» EXERCICES:
1 – D'après le texte sur le Cafi, dans quelle commune ce centre a-t-il été installé ?
2 – Traduisez en anglais cette phrase du texte sur le Cafi : « Aujourd'hui, la transformation du camp, qui existe toujours, préfigure la fin d'un monde. »
3 – Recopiez le texte sur le Cafi en commençant par « L’histoire coloniale vue » et en allant jusqu'à « fin d'un monde. » inclus.

» TEXTE FOURNI:
L’histoire coloniale vue par les victimes

En 1954, la défaite française à Dien Bien Phu contraint au départ toutes les familles françaises résidant au Tonkin. Parmi elles, un nombre important de familles franco-annamites : couples mixtes et leurs enfants eurasiens, femmes vietnamiennes dont le compagnon français avait disparu... Ils furent ensuite rapatriés en France, au titre de Français d'Indochine puis installés "provisoirement" dans des bâtiments collectifs désaffectés. Ainsi se constitua le Cafi, Centre d'Accueil des Français d'Indochine, à Sainte-Livrade dans le Lot-et-Garonne, lieu de mémoire de l'histoire coloniale, de ce qu'elle a produit, des identités composites qu'elle a générées. Aujourd'hui, la transformation du camp, qui existe toujours, préfigure la fin d'un monde.

» MATÉRIEL FOURNI:
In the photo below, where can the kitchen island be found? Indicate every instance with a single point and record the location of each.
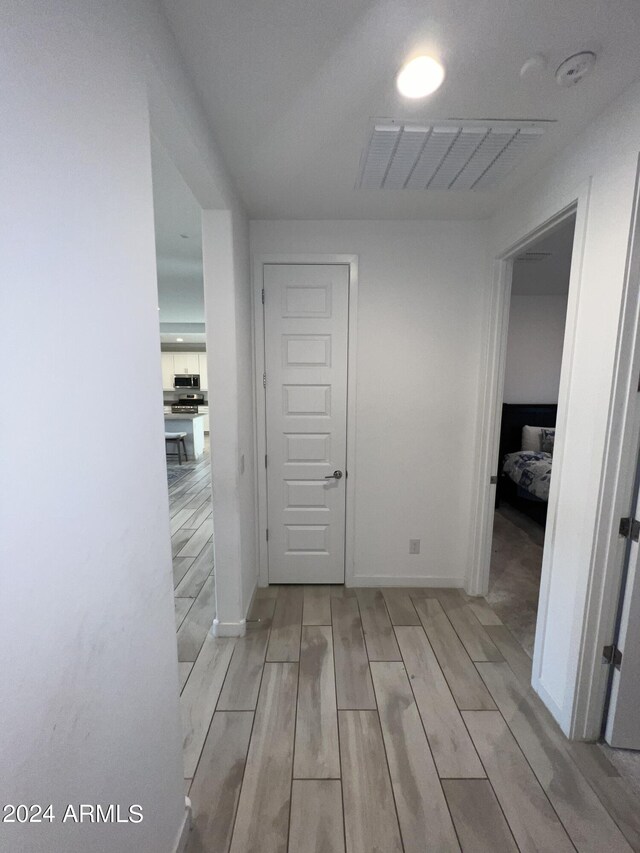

» RÉPONSES:
1 – À Sainte-Livrade, dans le Lot-et-Garonne.

2 – Today, the transformation of the camp, which still exists, foreshadows the end of a world.

3 –
L’histoire coloniale vue par les victimes

En 1954, la défaite française à Dien Bien Phu contraint au départ toutes les familles françaises résidant au Tonkin. Parmi elles, un nombre important de familles franco-annamites : couples mixtes et leurs enfants eurasiens, femmes vietnamiennes dont le compagnon français avait disparu... Ils furent ensuite rapatriés en France, au titre de Français d'Indochine puis installés "provisoirement" dans des bâtiments collectifs désaffectés. Ainsi se constitua le Cafi, Centre d'Accueil des Français d'Indochine, à Sainte-Livrade dans le Lot-et-Garonne, lieu de mémoire de l'histoire coloniale, de ce qu'elle a produit, des identités composites qu'elle a générées. Aujourd'hui, la transformation du camp, qui existe toujours, préfigure la fin d'un monde.